### Dati dell'esercizio:
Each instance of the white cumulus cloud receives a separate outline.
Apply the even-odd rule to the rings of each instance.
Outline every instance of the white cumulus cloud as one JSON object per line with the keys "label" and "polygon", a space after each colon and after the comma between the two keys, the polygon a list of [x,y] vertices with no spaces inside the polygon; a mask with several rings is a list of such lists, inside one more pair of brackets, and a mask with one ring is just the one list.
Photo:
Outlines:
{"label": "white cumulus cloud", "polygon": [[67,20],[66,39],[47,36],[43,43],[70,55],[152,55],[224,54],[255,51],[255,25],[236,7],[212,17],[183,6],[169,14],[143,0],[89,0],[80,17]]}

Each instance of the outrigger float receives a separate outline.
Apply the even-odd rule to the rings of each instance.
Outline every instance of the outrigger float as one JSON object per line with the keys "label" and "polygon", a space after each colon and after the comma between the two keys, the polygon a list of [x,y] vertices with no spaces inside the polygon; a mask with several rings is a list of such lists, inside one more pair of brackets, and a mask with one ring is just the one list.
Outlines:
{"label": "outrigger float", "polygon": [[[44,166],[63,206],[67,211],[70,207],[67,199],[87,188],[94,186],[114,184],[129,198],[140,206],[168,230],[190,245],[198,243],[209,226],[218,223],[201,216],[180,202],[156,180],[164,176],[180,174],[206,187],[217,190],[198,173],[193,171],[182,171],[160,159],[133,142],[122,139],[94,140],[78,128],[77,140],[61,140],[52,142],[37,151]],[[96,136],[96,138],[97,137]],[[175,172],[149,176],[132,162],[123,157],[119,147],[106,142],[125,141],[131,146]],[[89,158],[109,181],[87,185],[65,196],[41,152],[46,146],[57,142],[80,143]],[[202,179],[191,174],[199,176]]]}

### Obiettivo:
Sostituisci "separate" con "distinct" in tutti i record sopra. Riporta poi i record per intero senza cambiare nient'altro.

### Output completo:
Each instance of the white cumulus cloud receives a distinct outline.
Apply the even-odd rule to the rings of each instance.
Outline every instance of the white cumulus cloud as one JSON object per line with the keys "label" and "polygon", a space after each colon and after the comma between the two keys, the polygon a list of [x,y] vertices with no spaces inside the polygon; a mask with several rings is a list of such lists, inside one more pair of brackets, and a mask with one ring is just the one list.
Photo:
Outlines:
{"label": "white cumulus cloud", "polygon": [[67,20],[66,39],[47,36],[43,43],[70,55],[152,55],[224,54],[255,51],[255,25],[236,7],[212,17],[183,6],[169,14],[143,0],[89,0],[80,17]]}

Each instance of the outrigger float receives a distinct outline.
Apply the even-odd rule to the rings of each instance.
Outline every instance of the outrigger float as one JSON object per line with the keys "label" and "polygon", a space after each colon and after the comma between the two keys, the polygon a list of [x,y] vertices with no spaces inside the polygon; a mask with several rings is a list of such lists, inside one more pair of brackets, and a mask with one ring is just the one list.
Outlines:
{"label": "outrigger float", "polygon": [[[44,166],[63,206],[67,211],[70,207],[67,199],[87,188],[94,186],[114,184],[129,198],[140,206],[168,230],[190,245],[198,243],[209,226],[218,223],[201,216],[180,202],[156,180],[164,176],[180,174],[206,187],[217,190],[198,173],[193,171],[182,171],[160,159],[133,142],[122,139],[94,140],[78,128],[77,140],[61,140],[52,142],[37,151]],[[96,136],[96,138],[97,137]],[[175,172],[149,176],[132,162],[123,157],[119,147],[106,142],[125,141],[131,146]],[[89,158],[109,181],[87,185],[65,196],[41,152],[46,146],[57,142],[80,143]],[[202,179],[191,174],[199,176]]]}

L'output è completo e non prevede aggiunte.